Rewrite the listing with every occurrence of "tag a point" changed to "place a marker", keeping everything else unchanged.
-- Start of Entries provided --
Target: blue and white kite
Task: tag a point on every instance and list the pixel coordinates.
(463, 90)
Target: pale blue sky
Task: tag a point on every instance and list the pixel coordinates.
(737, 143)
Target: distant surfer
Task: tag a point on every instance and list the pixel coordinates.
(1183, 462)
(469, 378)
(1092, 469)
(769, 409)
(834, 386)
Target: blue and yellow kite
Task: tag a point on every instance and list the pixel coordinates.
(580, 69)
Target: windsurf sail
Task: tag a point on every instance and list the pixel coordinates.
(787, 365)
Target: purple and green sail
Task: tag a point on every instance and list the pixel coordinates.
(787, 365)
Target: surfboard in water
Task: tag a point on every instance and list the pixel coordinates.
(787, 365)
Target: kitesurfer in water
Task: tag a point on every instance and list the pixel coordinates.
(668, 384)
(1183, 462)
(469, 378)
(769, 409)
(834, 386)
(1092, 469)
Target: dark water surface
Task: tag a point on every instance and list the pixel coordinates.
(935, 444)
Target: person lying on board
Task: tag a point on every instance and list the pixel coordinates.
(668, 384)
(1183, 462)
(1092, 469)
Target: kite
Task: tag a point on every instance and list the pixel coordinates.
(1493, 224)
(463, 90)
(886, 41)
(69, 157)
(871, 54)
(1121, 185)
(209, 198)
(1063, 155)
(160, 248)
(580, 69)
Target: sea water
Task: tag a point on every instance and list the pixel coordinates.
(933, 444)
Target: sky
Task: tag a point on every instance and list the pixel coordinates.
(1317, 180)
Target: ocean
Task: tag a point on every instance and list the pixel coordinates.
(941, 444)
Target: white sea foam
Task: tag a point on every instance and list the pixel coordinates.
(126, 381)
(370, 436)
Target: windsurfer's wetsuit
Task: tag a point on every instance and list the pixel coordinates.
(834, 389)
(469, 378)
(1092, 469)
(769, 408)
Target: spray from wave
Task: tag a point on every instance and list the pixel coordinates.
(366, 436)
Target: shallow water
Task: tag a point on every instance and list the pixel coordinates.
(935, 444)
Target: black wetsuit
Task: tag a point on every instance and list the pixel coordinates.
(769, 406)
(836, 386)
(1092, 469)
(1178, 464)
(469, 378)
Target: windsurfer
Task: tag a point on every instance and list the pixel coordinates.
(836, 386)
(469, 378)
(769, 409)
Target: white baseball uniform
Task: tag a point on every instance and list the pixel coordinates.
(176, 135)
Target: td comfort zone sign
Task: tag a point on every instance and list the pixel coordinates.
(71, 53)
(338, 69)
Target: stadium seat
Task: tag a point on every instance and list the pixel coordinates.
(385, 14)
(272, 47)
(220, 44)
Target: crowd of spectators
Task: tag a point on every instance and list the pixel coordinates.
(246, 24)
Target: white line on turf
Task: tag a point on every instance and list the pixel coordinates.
-- End of Entries provided --
__Answer to this task__:
Target: blue and white kite
Task: place a marker on every instance and list the pixel coordinates.
(463, 90)
Target: pale blue sky
Task: place a marker on every instance and list the pixel coordinates.
(737, 143)
Target: distant surfer
Task: place a marker on every instance and list the pixel coordinates.
(1183, 462)
(469, 378)
(1092, 469)
(769, 409)
(834, 386)
Target: blue and yellow kite
Task: place a marker on every instance and list the pixel coordinates.
(580, 69)
Target: windsurf sail
Task: place a marker on every instance and list the pixel coordinates.
(787, 365)
Target: purple and green sail
Task: place a marker on every instance and list the pixel coordinates.
(787, 365)
Target: surfboard in water
Task: place a marker on every instance and list the pixel coordinates.
(787, 365)
Target: kitesurfer in water
Task: place a marker on every instance and list the pixel coordinates.
(668, 384)
(1183, 462)
(469, 378)
(769, 409)
(834, 386)
(1092, 469)
Target: dark water surface
Task: place a marker on every instance and list the pixel coordinates.
(935, 444)
Target: person lying on board
Task: place a marker on every instance and list the pixel coordinates.
(668, 384)
(1183, 462)
(1092, 469)
Target: kite
Task: place a marker on every instance and list the pixel coordinates.
(1493, 224)
(463, 90)
(886, 41)
(69, 157)
(871, 54)
(1121, 185)
(209, 198)
(1063, 155)
(160, 248)
(580, 69)
Target: sea water
Task: place a marker on every instance and list the pixel coordinates.
(933, 444)
Target: sky
Task: place a marker on every instance and list the pixel coordinates.
(1317, 180)
Target: ocean
Task: place a marker on every instance and list the pixel coordinates.
(941, 444)
Target: white sea foam
Task: place a marker on every instance and list the pixel coordinates.
(126, 381)
(370, 436)
Target: windsurfer's wetsuit
Task: place a marker on every instance and list the pixel coordinates.
(834, 389)
(469, 378)
(1092, 469)
(769, 408)
Target: spray from wave
Task: place a marker on every instance and list the pixel coordinates.
(366, 436)
Target: shallow water
Task: place a marker on every instance and list the pixel coordinates.
(935, 444)
Target: black wetsuit
Task: place a marker on every instance and list the pixel coordinates.
(769, 406)
(836, 386)
(1092, 469)
(1178, 464)
(469, 378)
Target: windsurfer
Task: place a marker on every instance and list the pixel coordinates.
(836, 386)
(469, 378)
(769, 409)
Target: white baseball uniform
Task: place a marker on every instance and list the pixel coordinates.
(176, 135)
Target: td comfort zone sign
Task: place a marker on every instance and list the pixel coordinates.
(71, 53)
(338, 69)
Target: stadium seat
Task: place a marker on every instance and list the pixel coordinates.
(385, 14)
(272, 47)
(220, 44)
Target: crowd of spectators
Task: place a marker on every instance and list the pixel coordinates.
(246, 24)
Target: white line on turf
Task: place a marker on every instance and list the pixel coordinates.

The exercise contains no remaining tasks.